_Instruction A_. Reproduce everything from "The Inter-American Treaty" down to "the American states." in the Rio Treaty text, switching "collective security agreement" to "mutual defense pact".
_Instruction B_. Summarize the Rio Treaty text in two sentences.
_Instruction C_. Condense the paragraph of the Rio Treaty text beginning "However, Latin American countries were largely sidelined" into a bulleted list that keeps its main facts.

_Source passage_.
•••
Rio Treaty
(in other official languages)
| Spanish | Tratado Interamericano de Asistencia Recíproca |
| French | Traité interaméricain d'assistance réciproque |
| Portuguese | Tratado Interamericano de Assistência Recíproca |
- Member states in green with Venezuela in light green.
- Signed: 2 September 1947
- Location: Rio de Janeiro
- Effective: 3 December 1948
- Condition: Ratification by two-thirds of the signatory states
- Signatories: 23
- Parties: 18
- Depositary: Pan American Union
- Languages: English, French, Portuguese, and Spanish

= Inter-American Treaty of Reciprocal Assistance =

1947 collective defense treaty

The Inter-American Treaty of Reciprocal Assistance (commonly known as the Rio Treaty, the Rio Pact, the Treaty of Reciprocal Assistance, or by the Spanish-language acronym TIAR from Tratado Interamericano de Asistencia Recíproca) is an intergovernmental collective security agreement signed in 1947 in Rio de Janeiro, Brazil, at a meeting of the American states.

The central principle contained in its articles is that an attack against one is to be considered an attack against them all; this was known as the "hemispheric defense" doctrine. Despite this, several members have breached the treaty on multiple occasions.

The treaty was initially created in 1947 and came into force in 1948, in accordance with Article 22 of the treaty. The Bahamas was the most recent country to sign and ratify it in 1982.

==Background==
The United States maintained a hemispheric defense policy relative to European influence under the Monroe Doctrine from 1823 onward, and became increasingly interventionist following the 1904 promulgation of the Roosevelt Corollary. During the 1930s the United States had been alarmed by Axis overtures suggesting military cooperation with Latin American governments; apparent strategic threats against the Panama Canal were of particular concern. These were discussed in a series of meetings of the International Conference of American States and at the 1936 Inter-American Conference for the Maintenance of Peace. During World War II, the American government had been able to secure support for the Allies from all individual governments in the Americas except Uruguay (which remained neutral until 22 February 1945) and Argentina (which had difficult relations with the Allied powers from 1944 to 1945 but declared war on the Axis on 27 March 1945). Some countries had signed the Declaration by United Nations in early 1942 and more had signed by the end of 1945.

However, Latin American countries were largely sidelined from the Allied discussions of a postwar security order, held at Dumbarton Oaks from August to October 1944. The Brazilian Ambassador to Washington, Carlos Martins Pereira e Souza, "protested the violation of inter-American norms of consultation in the preparation of postwar plans." These protests led to a series of consultations as well as to a Mexican proposal for an inter-American meeting. At the Inter-American Conference on the Problems of War and Peace, at Chapultepec Castle in Mexico City during February and March 1945, discussions of the post-war world order were held by the US Secretary of State and by the foreign secretaries of all the Latin American countries except El Salvador and Argentina, resulting in the Act of Chapultepec of 6 March 1945. The Act included a framework for the negotiation of a regional security treaty. It also shaped Latin American pressure during the United Nations conference in San Francisco for clauses in the UN Charter to facilitate regional collective defense, under Article 51.
•••
_Data_.
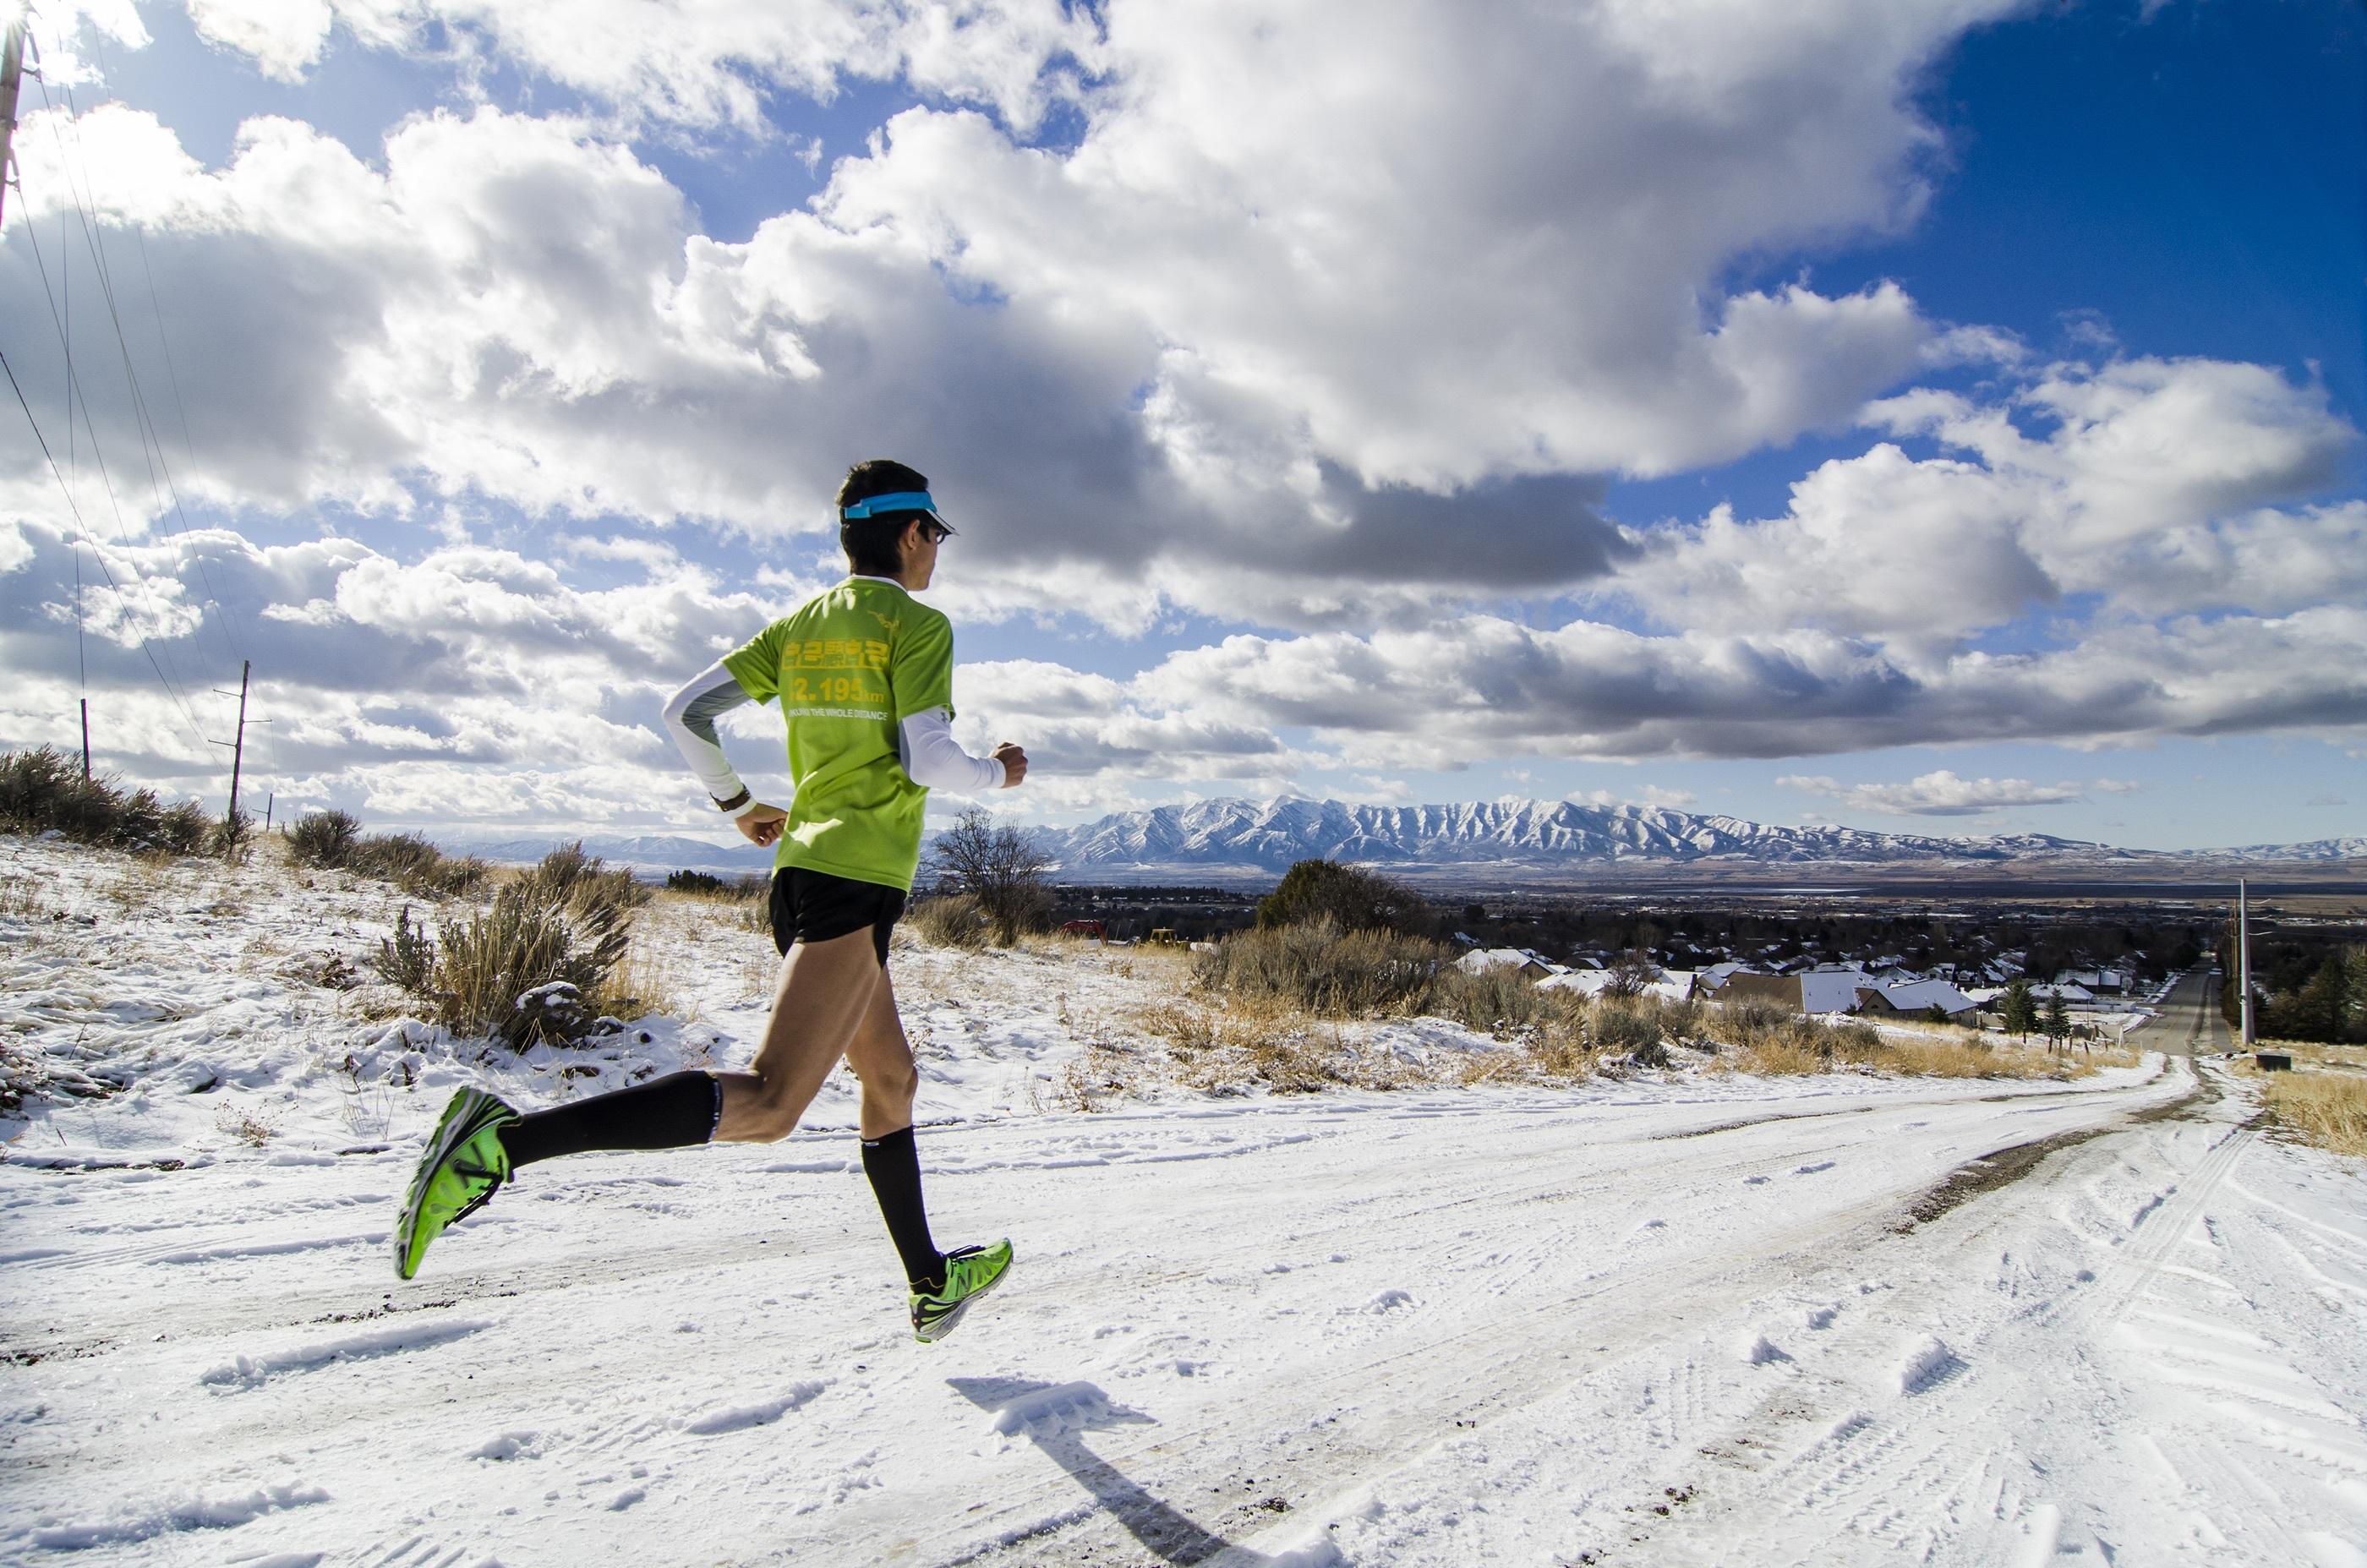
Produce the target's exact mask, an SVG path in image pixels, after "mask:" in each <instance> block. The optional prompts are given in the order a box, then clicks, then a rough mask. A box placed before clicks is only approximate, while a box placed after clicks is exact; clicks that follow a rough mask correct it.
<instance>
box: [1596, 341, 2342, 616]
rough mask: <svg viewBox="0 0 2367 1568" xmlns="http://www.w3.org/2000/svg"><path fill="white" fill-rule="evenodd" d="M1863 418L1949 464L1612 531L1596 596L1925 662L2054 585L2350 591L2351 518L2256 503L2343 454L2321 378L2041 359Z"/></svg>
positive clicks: (2309, 481)
mask: <svg viewBox="0 0 2367 1568" xmlns="http://www.w3.org/2000/svg"><path fill="white" fill-rule="evenodd" d="M1868 417H1870V419H1872V422H1875V424H1877V426H1884V429H1889V431H1896V433H1920V436H1934V438H1939V441H1941V443H1946V445H1948V448H1953V450H1955V452H1965V455H1962V457H1960V455H1946V457H1927V460H1913V457H1908V455H1905V452H1903V450H1901V448H1898V445H1894V443H1877V445H1875V448H1872V450H1868V452H1865V455H1860V457H1842V460H1832V462H1825V464H1823V467H1818V469H1815V471H1813V474H1808V476H1806V478H1801V481H1799V483H1794V486H1792V507H1789V512H1787V514H1785V516H1778V519H1766V521H1740V519H1737V516H1735V514H1733V512H1730V509H1723V507H1721V509H1716V512H1711V514H1709V516H1707V519H1704V521H1700V523H1690V526H1662V528H1638V531H1628V538H1631V540H1633V542H1636V545H1638V547H1640V554H1638V559H1636V561H1631V564H1624V566H1619V568H1617V576H1614V578H1610V580H1607V583H1602V585H1600V587H1598V592H1621V595H1626V597H1631V599H1636V602H1638V604H1640V606H1645V609H1647V611H1650V613H1655V616H1657V618H1662V621H1666V623H1671V625H1685V628H1714V630H1737V632H1747V630H1780V628H1808V625H1813V628H1827V630H1834V632H1842V635H1853V637H1872V640H1879V642H1884V644H1886V647H1891V649H1896V651H1898V654H1901V656H1936V654H1941V651H1946V649H1950V647H1955V644H1960V642H1962V640H1965V637H1967V635H1972V632H1979V630H1986V628H1993V625H2005V623H2010V621H2017V618H2019V616H2024V613H2031V611H2040V609H2047V606H2052V604H2057V602H2059V599H2062V597H2064V595H2071V592H2090V595H2100V597H2102V602H2104V604H2107V609H2109V611H2114V613H2140V616H2166V613H2185V611H2204V609H2242V611H2256V613H2287V611H2296V609H2305V606H2313V604H2327V602H2346V599H2358V597H2362V595H2367V505H2362V502H2334V505H2305V507H2294V509H2279V507H2272V505H2268V502H2279V500H2291V497H2303V495H2310V493H2313V490H2317V488H2322V486H2327V483H2329V481H2331V478H2334V474H2336V464H2339V460H2341V457H2343V455H2346V452H2348V450H2350V448H2353V445H2355V443H2358V431H2353V429H2350V426H2348V424H2346V422H2343V419H2339V417H2336V415H2334V412H2331V410H2329V407H2327V391H2324V386H2320V384H2296V381H2289V379H2284V377H2279V374H2277V372H2272V369H2265V367H2260V365H2230V362H2218V360H2114V362H2107V365H2102V367H2083V365H2055V367H2050V369H2045V372H2043V374H2038V377H2036V379H2033V381H2029V384H2026V386H2021V388H2019V391H2010V393H2007V396H2005V398H2000V400H1984V403H1976V400H1972V398H1965V396H1958V393H1939V391H1913V393H1905V396H1898V398H1889V400H1884V403H1877V405H1875V407H1872V410H1868ZM2021 422H2038V424H2045V426H2047V429H2045V433H2043V436H2031V433H2024V429H2021Z"/></svg>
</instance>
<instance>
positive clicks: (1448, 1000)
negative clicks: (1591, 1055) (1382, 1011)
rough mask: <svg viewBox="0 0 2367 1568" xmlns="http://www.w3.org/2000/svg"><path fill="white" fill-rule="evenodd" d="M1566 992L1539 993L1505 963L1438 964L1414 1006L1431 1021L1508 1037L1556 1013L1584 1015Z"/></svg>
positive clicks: (1529, 1026) (1579, 1008) (1582, 1007)
mask: <svg viewBox="0 0 2367 1568" xmlns="http://www.w3.org/2000/svg"><path fill="white" fill-rule="evenodd" d="M1584 1007H1586V1004H1584V1002H1581V1000H1579V997H1574V995H1569V992H1560V990H1541V988H1539V985H1536V983H1534V981H1529V978H1524V976H1522V973H1520V971H1517V969H1513V966H1510V964H1494V966H1489V969H1477V971H1472V969H1458V966H1453V964H1442V966H1439V969H1437V971H1434V973H1432V976H1430V983H1427V985H1425V988H1423V997H1420V1007H1415V1009H1411V1011H1423V1014H1430V1016H1434V1018H1453V1021H1456V1023H1460V1026H1465V1028H1477V1030H1482V1033H1489V1035H1510V1033H1517V1030H1524V1028H1531V1026H1536V1023H1541V1021H1543V1018H1548V1016H1555V1014H1562V1011H1572V1014H1576V1011H1584Z"/></svg>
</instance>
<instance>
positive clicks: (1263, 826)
mask: <svg viewBox="0 0 2367 1568" xmlns="http://www.w3.org/2000/svg"><path fill="white" fill-rule="evenodd" d="M1039 841H1041V843H1044V848H1046V850H1049V853H1051V855H1053V857H1056V860H1058V872H1060V874H1063V876H1070V879H1089V876H1091V874H1153V872H1157V874H1167V872H1231V874H1247V872H1259V874H1278V872H1283V869H1288V867H1290V862H1295V860H1347V862H1359V865H1373V867H1380V869H1404V872H1439V874H1446V872H1458V869H1468V872H1479V869H1484V872H1491V874H1498V876H1503V874H1513V872H1531V874H1536V872H1584V869H1607V867H1671V869H1673V867H1697V865H1749V867H1799V869H1813V867H1901V865H1948V867H1993V869H2033V867H2062V869H2104V867H2128V869H2137V867H2145V869H2180V867H2211V865H2225V862H2230V860H2234V862H2251V860H2258V862H2275V865H2313V867H2348V865H2350V862H2360V865H2362V869H2367V838H2317V841H2310V843H2279V846H2244V848H2227V850H2130V848H2116V846H2107V843H2090V841H2081V838H2059V836H2055V834H1991V836H1979V838H1976V836H1939V834H1877V831H1868V829H1853V827H1773V824H1763V822H1747V820H1742V817H1728V815H1700V812H1681V810H1671V808H1664V805H1579V803H1574V801H1517V798H1515V801H1463V803H1446V805H1349V803H1342V801H1311V798H1297V796H1283V798H1273V801H1264V803H1259V801H1233V798H1226V801H1193V803H1188V805H1155V808H1146V810H1136V812H1110V815H1105V817H1101V820H1098V822H1089V824H1082V827H1072V829H1039Z"/></svg>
•••
_Worked solution A_.
The Inter-American Treaty of Reciprocal Assistance (commonly known as the Rio Treaty, the Rio Pact, the Treaty of Reciprocal Assistance, or by the Spanish-language acronym TIAR from Tratado Interamericano de Asistencia Recíproca) is an intergovernmental mutual defense pact signed in 1947 in Rio de Janeiro, Brazil, at a meeting of the American states.

_Worked solution B_. The Inter-American Treaty of Reciprocal Assistance, known as the Rio Treaty, is a collective security agreement signed in Rio de Janeiro in 1947 and in force from 1948. Its central principle holds that an attack against one member is an attack against all, a "hemispheric defense" doctrine that grew out of earlier U.S. policy and Latin American efforts to secure a say in the postwar security order.

_Worked solution C_.
- Latin American countries were largely left out of the Allied talks on postwar security held at Dumbarton Oaks from August to October 1944.
- Brazilian Ambassador Carlos Martins Pereira e Souza protested the violation of inter-American consultation norms.
- The protests led to consultations and a Mexican proposal for an inter-American meeting.
- At the Inter-American Conference on the Problems of War and Peace (Chapultepec Castle, Mexico City, February–March 1945), the US Secretary of State and the foreign secretaries of every Latin American country except El Salvador and Argentina discussed the postwar order.
- The resulting Act of Chapultepec of 6 March 1945 included a framework for negotiating a regional security treaty.
- The Act also shaped Latin American pressure at the San Francisco conference for UN Charter clauses facilitating regional collective defense under Article 51.